Help, like no-one else - Mandy NRMA Insurance Assessor

Help, like no-one else. For big-hearted Mandy, being an insurance assessor is much more than a job. It’s personal. She genuinely cares about the people who need her help, which means she’s prepared for the things you can never be prepared for.

Like recently, when she was called on to help an elderly man. “He was cooking chips one night watching the football, forgot his chips were on, burnt the house down and lost everything,” she says.

When she realised the man wasn’t tech-savvy enough to file his claim documents by email, there was only one thing for it: Mandy drove to the nearest town to help him. “I was able to make a payment to him immediately while I was there so that he could get some clothes and toiletries and stuff like that,” she says. “And you know, even to this day, I still drive out there just to have a look and see how his house is going ...

“I do get personally involved, because how can you not, when you’re dealing with somebody who’s lost everything? A lot of people say, you know, it's material, it can be replaced. But that’s their whole life. It can’t be replaced – a lot of sentimental things and stuff like that – regardless of how much money we pay them.”

Mandy spent a lot of time on the phone during the Black Summer bushfires in 2019-20, initiating conversations with distressed customers. Often, she was the first person they had heard from during their ordeal. “As soon as we had a customer list, I was contacting them and organising settlement of the contents insurance immediately,” she says. “It meant at least they had some funds for whatever they required.

“For customers who have lost everything, you’ve got to learn to put yourself in their position and feel what they're going through.”

How a job became a passion

Mandy originally wanted to be a nurse when she left school but wasn’t ready to go to university because she wasn’t quite 18 and didn’t have a driver’s licence. So as a stopgap, she took a job in insurance. That was 26 years ago. “I’ve never looked back,” she says.

After working in motor and property claims,

Mandy eventually became an assessor. And it’s a job that she loves, even if sometimes the circumstances she has to deal with are challenging.

“I just like helping people,” she says. “Helping people gives me a feeling that I’ve achieved something for the day. Not many people have a job where they can go home and say, well, you know, I’ve actually helped somebody out there today.

“It makes you feel good within yourself ... It's not just about helping others; it's actually giving yourself a bit of fulfillment."

Can’t help but help

Realising that she can’t help everyone is something that Mandy has had to learn to deal with in her years as an assessor. The first event she attended – floods in Tasmania ­– was very challenging, as some customers had opted out of flood coverage.  

“It was heartbreaking,” she says. “Though we did organise to have their places cleaned up for them, and the water taken out. We did as much as we could.”

She’s also had to learn that her personal involvement has to stop somewhere. “It is difficult,” she says. “Although I can personally get involved and help as much as I can, there is a line where you’ve got to stop. And that's the hard part.”

Helping is just part of Mandy’s nature. She may not be the nurse she wanted to be as a young girl, but as an insurance assessor she is perfectly placed to reach out to people in crisis.

And she also helps people outside work. “I take in a lot of kids that are struggling with life or haven’t got anywhere to live,” she says. “My family and kids say, ‘You can’t help everybody’. I say, ‘Well, I’ll try’.

“If you can try and help somebody, you know, well, kudos to you, I say. Make a difference in somebody's life.”

[Exercise set]:
1/ Name every disaster that Mandy dealt with as an assessor, according to the profile of Mandy.
2/ Set down the passage of the profile of Mandy from "And she also" to "say, ‘Well, I’ll try’.", word for word.
3/ According to the profile of Mandy, how long ago did she take her first job in insurance?
The data that comes next is from a separate source.

[Provided material]:
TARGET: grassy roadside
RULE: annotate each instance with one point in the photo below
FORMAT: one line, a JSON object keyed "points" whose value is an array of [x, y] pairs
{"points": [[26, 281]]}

[Outputs by task]:
1/
- A house fire that started when an elderly man forgot the chips he was cooking
- The Black Summer bushfires in 2019-20
- Floods in Tasmania

2/
And she also helps people outside work. “I take in a lot of kids that are struggling with life or haven’t got anywhere to live,” she says. “My family and kids say, ‘You can’t help everybody’. I say, ‘Well, I’ll try’.

3/ 26 years ago.